— DOCUMENT PASSAGE —
▼▼▼

On October 5, 1992, in the belief that dialogue between Tibetans and 
Chinese might facilitate mutual understanding and perhaps promote the 
resolution of the Tibetan question a two-day conference on SINO-TIBETAN 
RELATIONS: PROSPECTS FOR THE FUTURE was convened across the Potomac River 
from Washington, DC. 

BACKGROUND

A review of the environment in which planning for The Potomac Conference 
took place will provide a framework for analysis.  The history and 
complexity of Sino-Tibetan relations suggest that achieving a peaceful 
resolution of the Tibetan issue and effecting a smooth transition are 
long-term endeavors.  With unprecedented movements toward human rights, 
the rule of law, democracy, and pluralism, major principals of TIBET 
FORUM and CENTER FOR MODERN CHINA (recent exiles from China and Tibet), 
recognized an opportunity while in the West to engender a climate of 
understanding.  They further shared a belief in their responsibility to 
work in cooperation wherein the issues of Tibet and the concerns of the 
Chinese democracy movement could be researched, debated, and assessed.

Previous government negotiations between the Tibetans and Chinese have 
taken place to little avail.  In exile, dialogue has been generally 
sporadic and unsustained.  Even since Tiananmen, Chinese conferences have 
been either academic or generally have had a single-minded focus on the 
organization and political activity of the Chinese exile community.  
However, several Chinese meetings have included Tibetan spokesmen. For 
example, in 1990, the Federation for Chinese Democracy invited a 
representative of the Dalai Lama to make a presentation in Paris before a 
group of students and dissidents;  however, no agreement was sought or 
reached. Subsequently, various Tibetan conferences focused almost 
exclusively on Tibetology or activism in the West.  Remarkable for the 
time, in the summer of 1990, a Chinese student prominent at Tiananmen 
Square addressed a meeting of Tibetan and  Western activists. A 
multi-ethnic conference in April 1990, sponsored by the School of 
Oriental and African Studies of the University of London, focused mainly 
on Tibetan politics.  Notably, the September 1991 conference at Columbia 
University, organized by Buddhologist Robert A.F. Thurman, brought 
together human rights activists, cultural experts, and well-known Tibetan 
and Chinese figures, including the Dalai Lama and Fang Lizhi.  This 
latter conference represented the first opportunity for Tibetans and 
Chinese to meet face-to-face in open discussion on cultural and religious 
affairs although dialogue on the political situation was peripheral.

▲▲▲

— EXERCISE INSTRUCTIONS —
(1) Rewrite the passage on Sino-Tibetan dialogue from "Previous government negotiations" up to and including "Chinese exile community.", putting "intermittent" in place of "sporadic".
(2) In the passage on Sino-Tibetan dialogue, who organized the September 1991 conference at Columbia University?

— Point labeling entries —
▼▼▼

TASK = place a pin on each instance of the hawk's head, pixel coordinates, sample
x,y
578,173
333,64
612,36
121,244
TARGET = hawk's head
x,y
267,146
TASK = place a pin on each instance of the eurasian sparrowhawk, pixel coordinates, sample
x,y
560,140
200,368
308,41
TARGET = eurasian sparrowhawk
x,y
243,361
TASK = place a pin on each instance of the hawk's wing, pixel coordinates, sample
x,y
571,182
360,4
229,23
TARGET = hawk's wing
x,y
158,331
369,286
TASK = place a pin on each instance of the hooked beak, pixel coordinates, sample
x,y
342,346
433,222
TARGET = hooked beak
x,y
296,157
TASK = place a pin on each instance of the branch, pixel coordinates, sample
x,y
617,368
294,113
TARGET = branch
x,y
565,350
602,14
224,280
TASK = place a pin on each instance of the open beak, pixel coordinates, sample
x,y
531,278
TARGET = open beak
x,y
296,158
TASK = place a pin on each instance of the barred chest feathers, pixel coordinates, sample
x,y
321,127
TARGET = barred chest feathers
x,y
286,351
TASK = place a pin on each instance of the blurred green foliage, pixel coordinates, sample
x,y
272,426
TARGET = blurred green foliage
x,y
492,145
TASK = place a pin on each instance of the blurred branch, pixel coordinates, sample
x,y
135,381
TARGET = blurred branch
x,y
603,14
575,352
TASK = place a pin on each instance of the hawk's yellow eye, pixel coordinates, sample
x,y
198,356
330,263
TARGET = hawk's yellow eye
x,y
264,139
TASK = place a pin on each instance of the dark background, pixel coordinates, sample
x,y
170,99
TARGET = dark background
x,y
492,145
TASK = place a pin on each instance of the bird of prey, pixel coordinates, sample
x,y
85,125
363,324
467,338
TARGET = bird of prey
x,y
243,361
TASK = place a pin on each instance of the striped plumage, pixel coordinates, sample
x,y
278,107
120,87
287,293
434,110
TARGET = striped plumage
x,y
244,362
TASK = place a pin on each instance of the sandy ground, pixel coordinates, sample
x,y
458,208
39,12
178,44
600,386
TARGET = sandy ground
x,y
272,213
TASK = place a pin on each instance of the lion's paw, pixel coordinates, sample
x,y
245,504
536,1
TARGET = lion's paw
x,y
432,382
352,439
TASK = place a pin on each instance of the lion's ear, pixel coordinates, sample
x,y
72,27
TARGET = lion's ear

▲▲▲

— PROBLEM SOLUTIONS —
(1)
Previous government negotiations between the Tibetans and Chinese have 
taken place to little avail.  In exile, dialogue has been generally 
intermittent and unsustained.  Even since Tiananmen, Chinese conferences have 
been either academic or generally have had a single-minded focus on the 
organization and political activity of the Chinese exile community.

(2) Buddhologist Robert A.F. Thurman organized it.